* **Direction**:
Rewrite the records below as a numbered list with one line per item, skipping any blank lines.

* **Items**:
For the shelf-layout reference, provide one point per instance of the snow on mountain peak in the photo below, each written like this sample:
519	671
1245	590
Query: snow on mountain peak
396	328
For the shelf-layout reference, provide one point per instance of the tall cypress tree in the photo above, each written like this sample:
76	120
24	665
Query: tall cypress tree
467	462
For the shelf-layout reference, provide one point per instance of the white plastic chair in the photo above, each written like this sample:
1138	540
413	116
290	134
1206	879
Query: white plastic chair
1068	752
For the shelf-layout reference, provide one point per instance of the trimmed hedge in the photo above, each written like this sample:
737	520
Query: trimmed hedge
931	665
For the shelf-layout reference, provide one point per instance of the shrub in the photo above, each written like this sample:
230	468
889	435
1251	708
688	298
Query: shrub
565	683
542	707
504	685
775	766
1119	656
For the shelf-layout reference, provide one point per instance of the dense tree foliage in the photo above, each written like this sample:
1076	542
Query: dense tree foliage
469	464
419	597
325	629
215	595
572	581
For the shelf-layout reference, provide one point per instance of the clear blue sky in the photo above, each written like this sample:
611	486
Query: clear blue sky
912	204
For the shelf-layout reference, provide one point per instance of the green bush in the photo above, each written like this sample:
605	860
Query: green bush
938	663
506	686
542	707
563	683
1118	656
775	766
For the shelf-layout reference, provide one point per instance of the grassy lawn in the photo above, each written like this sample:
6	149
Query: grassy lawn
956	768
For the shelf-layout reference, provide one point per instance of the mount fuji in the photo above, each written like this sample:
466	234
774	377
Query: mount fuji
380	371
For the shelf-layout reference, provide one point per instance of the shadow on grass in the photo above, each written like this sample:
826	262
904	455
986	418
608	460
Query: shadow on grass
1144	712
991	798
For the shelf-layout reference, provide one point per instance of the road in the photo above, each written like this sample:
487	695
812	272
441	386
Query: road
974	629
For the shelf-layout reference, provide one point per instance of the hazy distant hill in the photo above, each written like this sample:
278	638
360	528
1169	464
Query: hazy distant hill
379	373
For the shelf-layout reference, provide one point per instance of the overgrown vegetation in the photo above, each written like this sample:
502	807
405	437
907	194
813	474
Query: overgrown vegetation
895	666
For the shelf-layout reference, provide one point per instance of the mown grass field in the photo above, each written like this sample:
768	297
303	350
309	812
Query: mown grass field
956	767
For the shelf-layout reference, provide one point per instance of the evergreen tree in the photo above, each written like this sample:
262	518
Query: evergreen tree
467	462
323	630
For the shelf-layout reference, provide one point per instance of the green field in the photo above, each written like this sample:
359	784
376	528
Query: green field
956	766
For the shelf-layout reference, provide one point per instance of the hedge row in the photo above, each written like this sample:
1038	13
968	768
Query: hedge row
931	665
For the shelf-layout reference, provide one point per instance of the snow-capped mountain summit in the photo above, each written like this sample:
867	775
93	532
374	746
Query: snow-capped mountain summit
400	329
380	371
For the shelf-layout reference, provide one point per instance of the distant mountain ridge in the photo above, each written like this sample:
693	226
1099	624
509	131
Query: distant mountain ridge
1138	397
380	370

* **Result for this exercise**:
1. For the shelf-layout reference, provide one point per instance of the snow on mountain peak in the photo below, each written like this sample:
2. 519	671
3. 1245	590
4. Query: snow on mountain peak
5. 396	328
6. For the shelf-layout reference, provide one point per instance of the tall cypress tree in the photo above, each written like this sample:
7. 76	120
8. 24	665
9. Query: tall cypress tree
10. 467	462
11. For the shelf-layout reference, provide one point per instance of the white plastic chair in the photo above, each written like this sample:
12. 1138	540
13. 413	116
14. 290	134
15. 1206	879
16. Query: white plastic chair
17. 1068	752
18. For the shelf-layout reference, provide one point per instance of the trimmed hedge in the photo above, each written like this sample:
19. 737	520
20. Query: trimmed hedge
21. 931	665
22. For the shelf-layout reference, provide one point per instance of the shrub in the photo above, each written like this sample:
23. 230	468
24. 889	435
25. 1251	708
26. 688	298
27. Query: shrub
28. 565	683
29. 542	707
30. 504	685
31. 775	766
32. 1119	656
33. For the shelf-layout reference, provide one point per instance of the dense tree foliage in the photo above, each written like this sample:
34. 1076	542
35. Query: dense tree foliage
36. 469	464
37. 419	597
38. 325	629
39. 215	595
40. 572	581
41. For the shelf-layout reference, provide one point per instance of the clear blue sky in the photo above, each written like this sample:
42. 611	486
43. Query: clear blue sky
44. 912	204
45. For the shelf-layout reference, provide one point per instance of the green bush in the photo above, each written like this sample:
46. 605	860
47. Query: green bush
48. 938	663
49. 506	686
50. 542	707
51. 563	683
52. 1118	656
53. 775	766
54. For the shelf-layout reference, provide one point per instance of the grassy lawn in the photo above, each written like this sample:
55. 6	149
56. Query: grassy lawn
57. 956	768
58. For the shelf-layout reference, provide one point per instance of the mount fuji in the photo above, each written like this sample:
59. 466	234
60. 774	377
61. Query: mount fuji
62. 380	371
63. For the shelf-layout reference, provide one point per instance of the shadow on grass in the photo above, each written like this sample:
64. 826	262
65. 904	455
66. 986	418
67. 608	460
68. Query: shadow on grass
69. 1144	712
70. 991	798
71. For the shelf-layout reference, provide one point per instance of the road in the photo above, each written like this sample:
72. 487	695
73. 812	272
74. 441	386
75. Query: road
76. 974	629
77. For the shelf-layout reference, provide one point per instance of the hazy distant hill in the photo above, each written like this sample:
78. 278	638
79. 360	528
80. 1169	464
81. Query: hazy distant hill
82. 379	373
83. For the shelf-layout reference, provide one point per instance of the overgrown vegetation in the photo above, each written like this sample:
84. 502	807
85. 405	437
86. 907	194
87. 813	474
88. Query: overgrown vegetation
89. 895	666
90. For the shelf-layout reference, provide one point per instance of the mown grass field in the photo above, each written like this sample:
91. 768	297
92. 303	350
93. 309	812
94. Query: mown grass field
95. 956	767
96. For the shelf-layout reference, provide one point per instance of the evergreen tree in the photo above, each written like this sample:
97. 262	518
98. Query: evergreen tree
99. 467	462
100. 323	630
101. For the shelf-layout reference, provide one point per instance of the green field in the photo above, each written like this sample:
102. 359	784
103. 376	528
104. Query: green field
105. 956	766
106. For the shelf-layout reference, provide one point per instance of the hedge row in the photo above, each written like this sample:
107. 1038	13
108. 968	768
109. Query: hedge row
110. 931	665
111. For the shelf-layout reference, provide one point per instance of the snow-capped mountain summit in the photo above, each written like this sample:
112. 867	775
113. 93	532
114. 374	746
115. Query: snow-capped mountain summit
116. 400	329
117. 380	371
118. For the shelf-layout reference, provide one point per instance of the distant mountain ridge in the photo above, each written like this sample:
119. 693	226
120. 1099	624
121. 509	131
122. Query: distant mountain ridge
123. 1138	397
124. 380	370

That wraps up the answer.